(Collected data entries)
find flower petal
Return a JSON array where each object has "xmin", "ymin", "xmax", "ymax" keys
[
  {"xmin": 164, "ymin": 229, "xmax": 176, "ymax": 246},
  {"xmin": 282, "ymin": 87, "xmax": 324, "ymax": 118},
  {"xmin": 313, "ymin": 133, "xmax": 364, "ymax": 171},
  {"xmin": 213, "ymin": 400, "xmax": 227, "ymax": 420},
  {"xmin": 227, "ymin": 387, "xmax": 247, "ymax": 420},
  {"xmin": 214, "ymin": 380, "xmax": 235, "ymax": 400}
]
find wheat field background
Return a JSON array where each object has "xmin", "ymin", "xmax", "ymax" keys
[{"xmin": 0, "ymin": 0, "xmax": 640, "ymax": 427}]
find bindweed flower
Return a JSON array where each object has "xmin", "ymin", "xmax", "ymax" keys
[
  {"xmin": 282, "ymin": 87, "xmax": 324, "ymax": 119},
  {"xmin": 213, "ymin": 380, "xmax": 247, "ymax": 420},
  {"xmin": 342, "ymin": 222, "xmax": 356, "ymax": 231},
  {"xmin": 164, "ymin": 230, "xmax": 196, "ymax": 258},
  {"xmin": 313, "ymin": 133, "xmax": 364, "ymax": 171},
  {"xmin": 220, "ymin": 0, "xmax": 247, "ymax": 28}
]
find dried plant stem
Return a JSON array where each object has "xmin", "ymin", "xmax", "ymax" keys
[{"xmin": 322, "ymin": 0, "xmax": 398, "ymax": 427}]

* Problem statement *
Reproduce every line of the records above verbatim, without any changes.

* The response *
find flower petal
Return a JSON array where each object has "xmin", "ymin", "xmax", "ymax" keys
[
  {"xmin": 164, "ymin": 229, "xmax": 176, "ymax": 246},
  {"xmin": 282, "ymin": 87, "xmax": 324, "ymax": 118},
  {"xmin": 313, "ymin": 133, "xmax": 364, "ymax": 171},
  {"xmin": 213, "ymin": 400, "xmax": 227, "ymax": 420},
  {"xmin": 227, "ymin": 387, "xmax": 247, "ymax": 420},
  {"xmin": 214, "ymin": 380, "xmax": 235, "ymax": 400}
]
find wheat field background
Return a JSON array where each object has "xmin", "ymin", "xmax", "ymax" keys
[{"xmin": 0, "ymin": 0, "xmax": 640, "ymax": 427}]
find bindweed flower
Return a JSON array where each object has "xmin", "ymin", "xmax", "ymax" keys
[
  {"xmin": 282, "ymin": 87, "xmax": 324, "ymax": 119},
  {"xmin": 213, "ymin": 380, "xmax": 247, "ymax": 420},
  {"xmin": 342, "ymin": 222, "xmax": 356, "ymax": 231},
  {"xmin": 164, "ymin": 230, "xmax": 196, "ymax": 258},
  {"xmin": 313, "ymin": 133, "xmax": 364, "ymax": 171},
  {"xmin": 220, "ymin": 0, "xmax": 247, "ymax": 28}
]
find dried plant stem
Return a JSON array where each object has "xmin", "ymin", "xmax", "ymax" keys
[{"xmin": 322, "ymin": 0, "xmax": 398, "ymax": 427}]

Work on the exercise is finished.